The records below must be transcribed exactly.

▶ [SOURCE INFORMATION]
* * * * * * *

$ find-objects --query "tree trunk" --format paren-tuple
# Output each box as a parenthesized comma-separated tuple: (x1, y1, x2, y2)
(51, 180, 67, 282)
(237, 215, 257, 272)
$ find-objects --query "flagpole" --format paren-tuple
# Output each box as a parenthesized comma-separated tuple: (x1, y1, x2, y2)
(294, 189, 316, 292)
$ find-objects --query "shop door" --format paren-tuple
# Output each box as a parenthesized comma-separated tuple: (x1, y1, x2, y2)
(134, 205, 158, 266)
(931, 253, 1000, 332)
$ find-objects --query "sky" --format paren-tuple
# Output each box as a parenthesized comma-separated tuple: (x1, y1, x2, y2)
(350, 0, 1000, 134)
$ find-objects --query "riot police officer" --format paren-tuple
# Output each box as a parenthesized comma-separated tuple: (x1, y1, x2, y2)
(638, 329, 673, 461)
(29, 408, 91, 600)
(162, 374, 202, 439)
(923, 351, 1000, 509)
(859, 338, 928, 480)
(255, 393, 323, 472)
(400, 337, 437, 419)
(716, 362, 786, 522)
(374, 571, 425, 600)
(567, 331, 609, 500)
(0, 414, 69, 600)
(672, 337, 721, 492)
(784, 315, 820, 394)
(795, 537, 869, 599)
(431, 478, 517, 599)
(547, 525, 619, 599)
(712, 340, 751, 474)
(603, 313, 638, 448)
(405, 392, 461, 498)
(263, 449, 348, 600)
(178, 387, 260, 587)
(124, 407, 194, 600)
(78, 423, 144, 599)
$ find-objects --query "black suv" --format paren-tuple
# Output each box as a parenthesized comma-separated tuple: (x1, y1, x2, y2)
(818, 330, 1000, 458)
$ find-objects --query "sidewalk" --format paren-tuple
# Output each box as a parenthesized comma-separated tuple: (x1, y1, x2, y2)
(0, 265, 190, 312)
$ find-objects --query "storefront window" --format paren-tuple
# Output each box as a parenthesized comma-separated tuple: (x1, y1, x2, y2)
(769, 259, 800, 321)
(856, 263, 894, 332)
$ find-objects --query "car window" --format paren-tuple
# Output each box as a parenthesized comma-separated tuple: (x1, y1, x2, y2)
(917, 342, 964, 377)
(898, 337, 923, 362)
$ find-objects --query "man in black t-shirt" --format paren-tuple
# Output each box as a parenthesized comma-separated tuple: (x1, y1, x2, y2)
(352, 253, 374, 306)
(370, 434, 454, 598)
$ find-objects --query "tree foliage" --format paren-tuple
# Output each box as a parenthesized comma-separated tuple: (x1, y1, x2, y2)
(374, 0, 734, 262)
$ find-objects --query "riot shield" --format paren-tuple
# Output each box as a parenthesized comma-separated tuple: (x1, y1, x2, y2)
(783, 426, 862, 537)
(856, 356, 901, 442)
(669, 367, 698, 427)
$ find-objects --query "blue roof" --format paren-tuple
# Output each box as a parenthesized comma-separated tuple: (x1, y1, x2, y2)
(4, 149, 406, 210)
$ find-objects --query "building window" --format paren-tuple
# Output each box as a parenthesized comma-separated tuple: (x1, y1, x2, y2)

* * * * * * *

▶ [ANSWER SECTION]
$ find-objects --query "tree trunk" --format paren-tuple
# Output each box as a parenthesized comma-separated tuple: (x1, y1, x2, y2)
(51, 180, 67, 282)
(237, 215, 257, 272)
$ find-objects --query "flagpole" --format paren-tuple
# Output each box as a parenthesized comma-separated tuple: (x1, y1, x2, y2)
(294, 189, 316, 292)
$ find-objects --query "shop door" --format paren-tuple
# Output each box as a parenthesized comma-separated tuple: (x1, y1, x2, y2)
(134, 205, 158, 266)
(931, 253, 1000, 332)
$ find-objects --query "sky" --format paren-tuple
# Output each box as a parenthesized comma-separated tuple: (x1, y1, x2, y2)
(350, 0, 1000, 134)
$ find-objects --query "riot police officer" --format paren-tuple
# Output each box as a parenthesized comma-separated tuple: (x1, y1, x2, y2)
(638, 329, 673, 461)
(29, 408, 91, 600)
(162, 374, 202, 439)
(923, 351, 1000, 509)
(859, 338, 928, 480)
(255, 393, 323, 472)
(400, 337, 437, 419)
(716, 362, 786, 522)
(374, 571, 425, 600)
(567, 331, 609, 500)
(0, 414, 69, 600)
(672, 337, 721, 492)
(784, 315, 820, 394)
(795, 537, 869, 599)
(431, 478, 517, 599)
(547, 525, 619, 599)
(712, 340, 751, 474)
(603, 313, 638, 448)
(405, 392, 461, 498)
(263, 449, 348, 600)
(178, 387, 260, 587)
(124, 407, 194, 600)
(78, 423, 144, 599)
$ find-objects --query "black suv" --format paren-tuple
# Output each box as a parenthesized comma-separated tuple: (x1, y1, x2, y2)
(818, 330, 1000, 458)
$ find-objects --query "sidewalk" --format paren-tuple
# Output each box as a parenthesized comma-separated tuple: (x1, y1, x2, y2)
(0, 265, 190, 312)
$ find-objects --query "storefront window" --format paren-tuple
# Output each box as a parenthesized comma-separated tuple: (x1, y1, x2, y2)
(769, 259, 800, 321)
(856, 263, 894, 332)
$ find-objects --query "car window" --format paren-tuple
# Output each box as a parenthesized comma-separated tuple: (x1, y1, x2, y2)
(917, 342, 964, 377)
(898, 337, 923, 362)
$ find-objects --query "man in black t-shirt" --format paren-tuple
# Output each box as a parenthesized comma-separated tuple: (x1, y1, x2, y2)
(352, 253, 374, 306)
(370, 434, 454, 598)
$ find-objects --query "tree foliage" --format paren-tuple
# Output each box as a parenthesized comma-separated tuple: (x1, y1, x2, y2)
(374, 0, 734, 262)
$ find-objects --query "riot shield" --format paren-tuple
# Output each box as a parenthesized comma-separated tuple: (x1, y1, x2, y2)
(783, 426, 862, 537)
(856, 356, 901, 442)
(669, 367, 698, 427)
$ find-objects --query "blue roof" --format paren-tuple
# Output each box as a parenthesized comma-separated tuple: (x1, y1, x2, y2)
(4, 149, 406, 210)
$ find-objects --query "building window" --format paren-tuple
# Output each box as a parenthesized comma-separated tuple: (x1, y1, x2, y2)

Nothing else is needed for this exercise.